• _Consignes_:
Répondez brièvement aux questions suivantes d'après l'extrait sur le CAR.
1. Quelles facultés universitaires étaient jadis menacées de fermeture ?
2. En quel mois et quelle année a paru l'avis « Le cheminement spirituel des élèves. Un défi pour l'école laïque » ?
3. À quelle date et dans quelle ville la rencontre organisée par le CAR est-elle prévue ?

• _Extrait du document_:
===

En proposant au ministre de créer une nouvelle discipline appelée « Culture religieuse » et un nouveau service d’animation spirituelle, tous deux désormais dispensés obligatoirement à toutes les clientèles tout au long du primaire et du secondaire, le CAR, qui a aussi le mandat de veiller à l’élaboration des plans de formation des futurs professeurs d’ECR et des animateurs de vie spirituelle, a assuré la survie des facultés universitaires de théologie et de sciences religieuses jadis menacées de fermeture.

Certains professeurs de théologie et de sciences religieuses sont aussi consultés à titre de personnes-ressources lorsque le CAR est mandaté pour mener des consultations sur les nouveaux programmes ECR. Faut-il s’étonner si ces experts se montrent souvent nettement plus en faveur des compétences de Culture religieuse et en attendent de meilleurs résultats que les groupes sociaux ou religieux consultés, souvent plus sceptiques ou critiques quant à la pertinence de cet enseignement sur une si longue période et si tôt dans le développement de l’enfant ?

Depuis qu’elle a quitté ses fonctions de secrétaire aux affaires religieuses, Mme Cadrin-Pelletier a rédigé les deux plus importants avis du CAR soit : La laïcité scolaire au Québec. Un nécessaire changement de culture institutionnelle (octobre 2006) Le cheminement spirituel des élèves. Un défi pour l’école laïque (février 2007).
Le premier document prétend définir, en cinq points, le « modèle de laïcité ouverte de l’école publique québécoise » auquel la majorité des québécois est sensée adhérer.
Selon Henri Pena-Ruiz, « la laïcité ouverte est une notion polémique tournée contre la laïcité dont elle suggère qu’appliquée rigoureusement elle serait un principe de fermeture. ( …) Dans la bouche des certains détracteurs de la laïcité « ouvrir la laïcité » signifie restaurer des emprises publiques pour les religions. » (Flammarion 2003)
Le deuxième document s’évertue à démontrer comment et pourquoi « faciliter le cheminement spirituel de l’élève » est un rôle fondamental de l’école. Depuis leur parution ces deux avis font l’objet d’une campagne de communication active menée par le CAR auprès de toutes les instances jouant un rôle en matière d’éducation (groupes religieux, associations de parents d’élèves, syndicats, associations professionnelles, commissions de consultation, etc.).

L’idéologie véhiculée par le CAR est déjà perceptible dans plusieurs milieux et il y a de fortes chances, étant donnée la notoriété croissante du CAR, que les opinions exprimées dans ces deux documents constituent l’essentiel des conclusions du rapport de la Commission Bouchard-Taylor concernant la place de la religion à l’école. Une rencontre organisée par le CAR est d’ailleurs prévue le 16 avril prochain à Montréal dans le but de faciliter la réception et la mise en œuvre du programme Éthique et de Culture religieuse auprès de la catégorie de citoyens la plus importante numériquement après les catholiques ; la catégorie de ceux qui ne se réclament d’aucune religion.

===

• _Données fournies_:

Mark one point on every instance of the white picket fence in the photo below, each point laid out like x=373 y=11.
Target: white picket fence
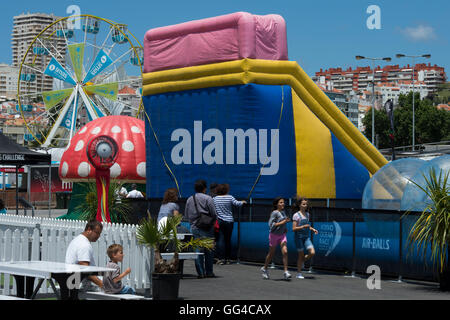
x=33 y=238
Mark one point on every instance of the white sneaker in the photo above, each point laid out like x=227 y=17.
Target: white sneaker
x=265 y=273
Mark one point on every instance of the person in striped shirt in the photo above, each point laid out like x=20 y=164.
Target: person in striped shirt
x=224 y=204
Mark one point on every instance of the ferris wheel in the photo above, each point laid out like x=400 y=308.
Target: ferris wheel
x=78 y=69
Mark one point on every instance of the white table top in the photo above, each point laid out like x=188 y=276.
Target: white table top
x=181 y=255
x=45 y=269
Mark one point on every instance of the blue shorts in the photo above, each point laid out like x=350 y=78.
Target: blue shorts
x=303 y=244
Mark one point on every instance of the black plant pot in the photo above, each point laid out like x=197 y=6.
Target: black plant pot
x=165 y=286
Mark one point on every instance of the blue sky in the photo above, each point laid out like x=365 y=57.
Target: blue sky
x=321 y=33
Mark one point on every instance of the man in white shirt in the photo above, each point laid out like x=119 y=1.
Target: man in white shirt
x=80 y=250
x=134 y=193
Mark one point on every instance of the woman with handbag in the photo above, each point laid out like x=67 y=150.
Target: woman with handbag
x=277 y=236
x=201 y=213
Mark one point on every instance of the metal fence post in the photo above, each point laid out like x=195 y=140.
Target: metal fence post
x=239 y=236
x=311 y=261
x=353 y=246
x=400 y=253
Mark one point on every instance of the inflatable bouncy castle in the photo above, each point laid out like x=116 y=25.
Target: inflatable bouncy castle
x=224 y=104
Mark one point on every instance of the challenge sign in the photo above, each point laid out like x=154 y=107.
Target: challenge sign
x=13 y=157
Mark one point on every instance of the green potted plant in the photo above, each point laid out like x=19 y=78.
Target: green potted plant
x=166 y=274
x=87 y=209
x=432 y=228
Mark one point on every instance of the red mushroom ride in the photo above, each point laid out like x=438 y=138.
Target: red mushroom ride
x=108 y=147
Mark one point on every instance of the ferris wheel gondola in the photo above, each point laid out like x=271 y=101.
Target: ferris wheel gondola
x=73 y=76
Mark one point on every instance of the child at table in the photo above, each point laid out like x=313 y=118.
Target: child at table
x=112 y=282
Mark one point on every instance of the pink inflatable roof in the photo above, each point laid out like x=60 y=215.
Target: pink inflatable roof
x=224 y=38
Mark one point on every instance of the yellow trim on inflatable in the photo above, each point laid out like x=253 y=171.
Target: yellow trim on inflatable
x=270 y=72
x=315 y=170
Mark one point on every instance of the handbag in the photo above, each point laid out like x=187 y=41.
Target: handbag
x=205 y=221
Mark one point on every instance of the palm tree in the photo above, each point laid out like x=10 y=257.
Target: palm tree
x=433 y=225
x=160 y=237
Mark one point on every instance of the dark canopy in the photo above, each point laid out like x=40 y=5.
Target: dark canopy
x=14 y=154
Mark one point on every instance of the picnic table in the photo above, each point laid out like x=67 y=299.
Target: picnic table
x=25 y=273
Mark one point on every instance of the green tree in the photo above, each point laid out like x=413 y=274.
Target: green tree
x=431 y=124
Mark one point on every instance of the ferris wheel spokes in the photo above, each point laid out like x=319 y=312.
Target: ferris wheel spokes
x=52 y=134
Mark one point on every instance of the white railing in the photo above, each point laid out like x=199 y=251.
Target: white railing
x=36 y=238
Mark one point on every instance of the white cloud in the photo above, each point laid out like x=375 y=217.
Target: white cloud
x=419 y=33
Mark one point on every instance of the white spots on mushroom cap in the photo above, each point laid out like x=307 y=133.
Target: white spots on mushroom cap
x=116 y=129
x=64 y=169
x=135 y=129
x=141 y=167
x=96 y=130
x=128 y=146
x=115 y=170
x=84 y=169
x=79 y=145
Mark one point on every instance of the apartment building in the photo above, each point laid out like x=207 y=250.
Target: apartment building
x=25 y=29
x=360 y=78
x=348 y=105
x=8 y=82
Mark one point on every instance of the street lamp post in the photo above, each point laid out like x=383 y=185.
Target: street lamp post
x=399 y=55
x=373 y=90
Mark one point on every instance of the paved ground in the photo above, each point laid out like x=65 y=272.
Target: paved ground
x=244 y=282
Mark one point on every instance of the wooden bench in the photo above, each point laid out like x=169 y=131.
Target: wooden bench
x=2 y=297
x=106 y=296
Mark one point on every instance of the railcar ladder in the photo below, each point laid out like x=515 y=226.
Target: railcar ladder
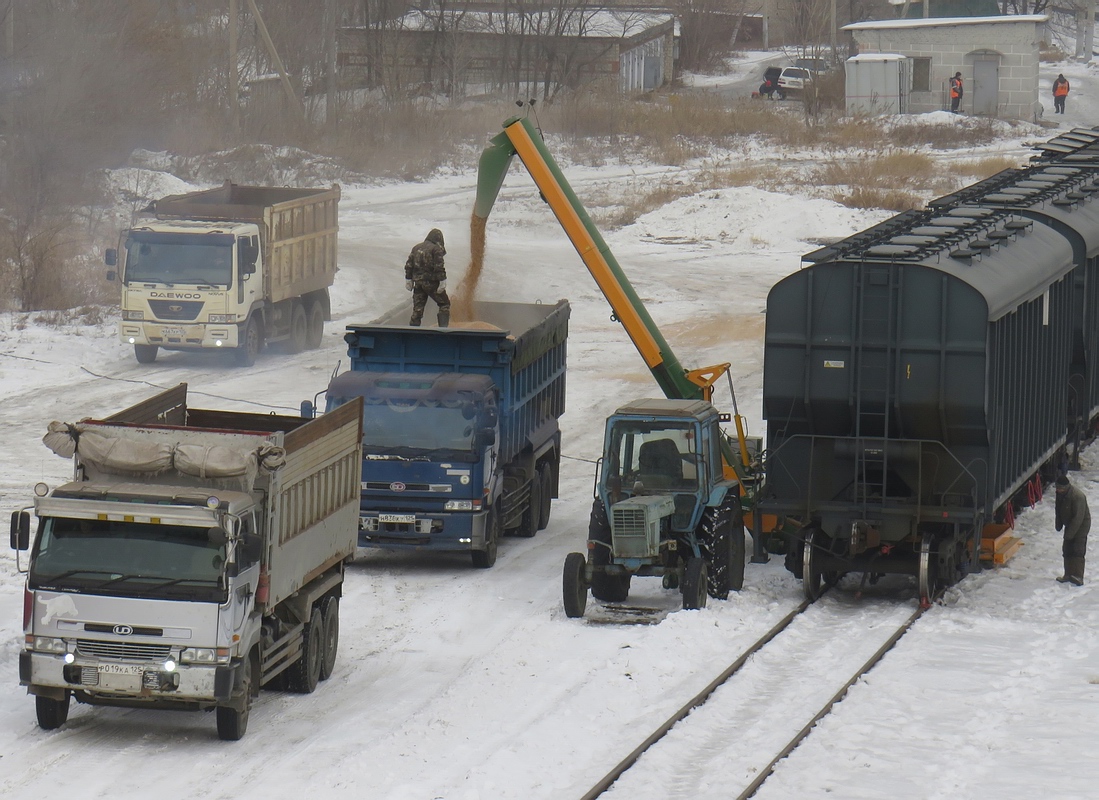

===

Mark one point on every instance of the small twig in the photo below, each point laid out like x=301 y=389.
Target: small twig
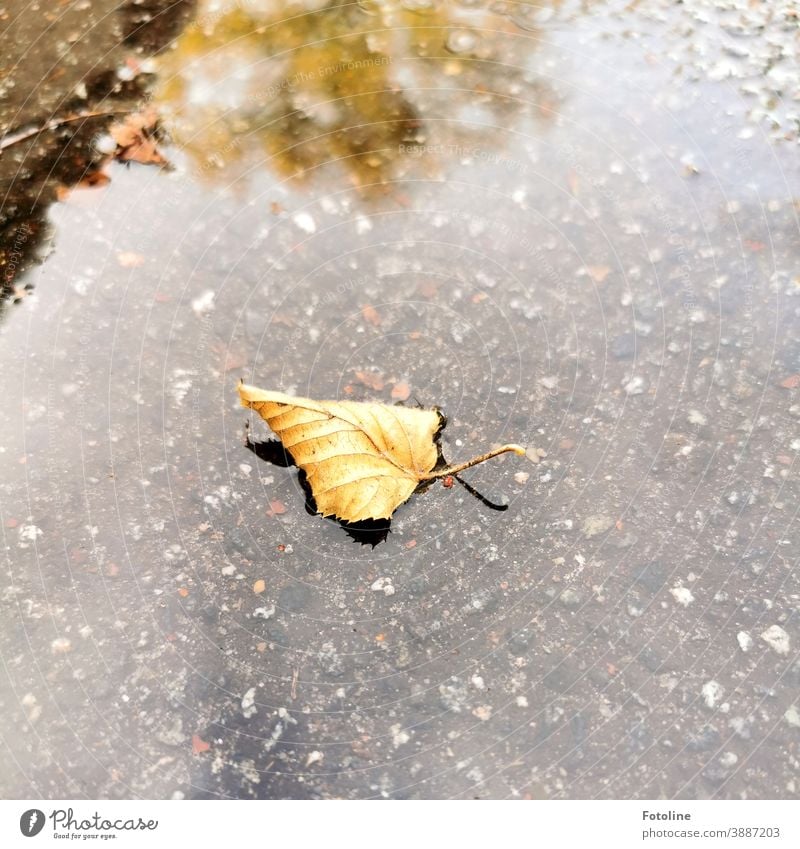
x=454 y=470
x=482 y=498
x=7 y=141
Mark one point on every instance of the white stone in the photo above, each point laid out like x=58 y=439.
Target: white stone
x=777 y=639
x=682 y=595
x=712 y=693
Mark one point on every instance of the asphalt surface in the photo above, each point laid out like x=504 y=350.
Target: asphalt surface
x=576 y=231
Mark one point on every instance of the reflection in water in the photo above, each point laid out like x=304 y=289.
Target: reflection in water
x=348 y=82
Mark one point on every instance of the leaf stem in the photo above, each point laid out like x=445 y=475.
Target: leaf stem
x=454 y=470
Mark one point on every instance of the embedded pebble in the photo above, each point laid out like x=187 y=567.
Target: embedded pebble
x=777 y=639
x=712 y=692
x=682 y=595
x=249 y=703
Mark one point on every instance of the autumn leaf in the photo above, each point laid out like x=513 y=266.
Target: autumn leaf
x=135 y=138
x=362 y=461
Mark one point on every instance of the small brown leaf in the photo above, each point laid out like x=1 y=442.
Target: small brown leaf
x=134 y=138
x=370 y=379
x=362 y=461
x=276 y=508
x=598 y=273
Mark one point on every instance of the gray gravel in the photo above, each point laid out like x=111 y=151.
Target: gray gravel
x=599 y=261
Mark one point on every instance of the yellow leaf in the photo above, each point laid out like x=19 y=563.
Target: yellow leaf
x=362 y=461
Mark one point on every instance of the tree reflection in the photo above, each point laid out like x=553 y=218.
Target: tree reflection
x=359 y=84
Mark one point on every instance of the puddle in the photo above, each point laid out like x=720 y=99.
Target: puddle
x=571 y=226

===

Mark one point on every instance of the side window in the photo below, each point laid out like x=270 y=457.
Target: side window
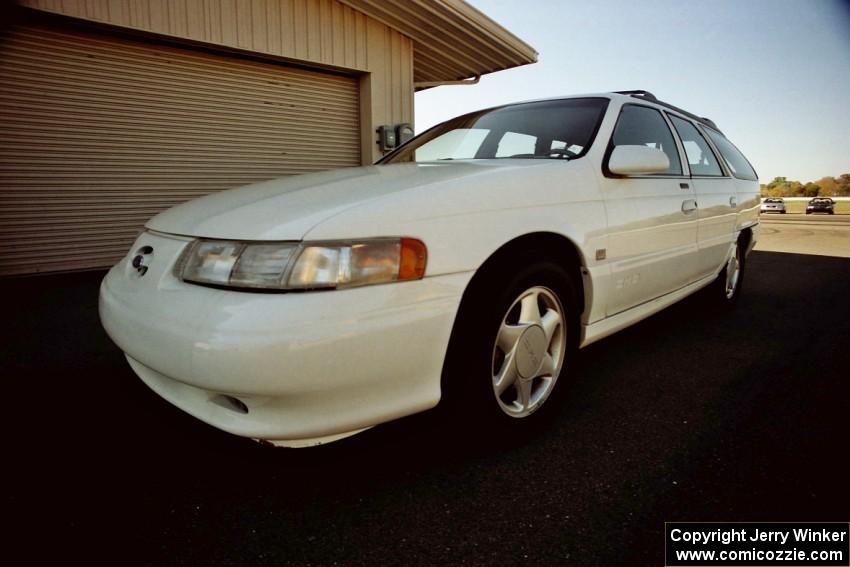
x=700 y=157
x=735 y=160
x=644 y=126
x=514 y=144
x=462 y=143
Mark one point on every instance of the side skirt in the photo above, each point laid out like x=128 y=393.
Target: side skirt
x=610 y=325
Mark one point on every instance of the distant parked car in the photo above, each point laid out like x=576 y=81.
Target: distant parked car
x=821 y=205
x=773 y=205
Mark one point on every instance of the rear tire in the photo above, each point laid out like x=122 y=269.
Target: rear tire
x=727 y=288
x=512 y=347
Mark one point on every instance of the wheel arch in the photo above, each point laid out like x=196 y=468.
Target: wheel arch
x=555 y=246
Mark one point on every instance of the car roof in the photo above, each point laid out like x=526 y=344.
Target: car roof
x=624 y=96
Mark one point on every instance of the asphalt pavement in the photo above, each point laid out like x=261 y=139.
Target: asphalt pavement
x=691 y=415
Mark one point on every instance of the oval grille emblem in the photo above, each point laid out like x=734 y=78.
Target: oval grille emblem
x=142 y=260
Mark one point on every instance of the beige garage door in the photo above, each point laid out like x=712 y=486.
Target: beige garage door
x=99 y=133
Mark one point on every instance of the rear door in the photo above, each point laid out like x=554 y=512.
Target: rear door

===

• _Solution_:
1. Les facultés universitaires de théologie et de sciences religieuses.
2. En février 2007.
3. Le 16 avril, à Montréal.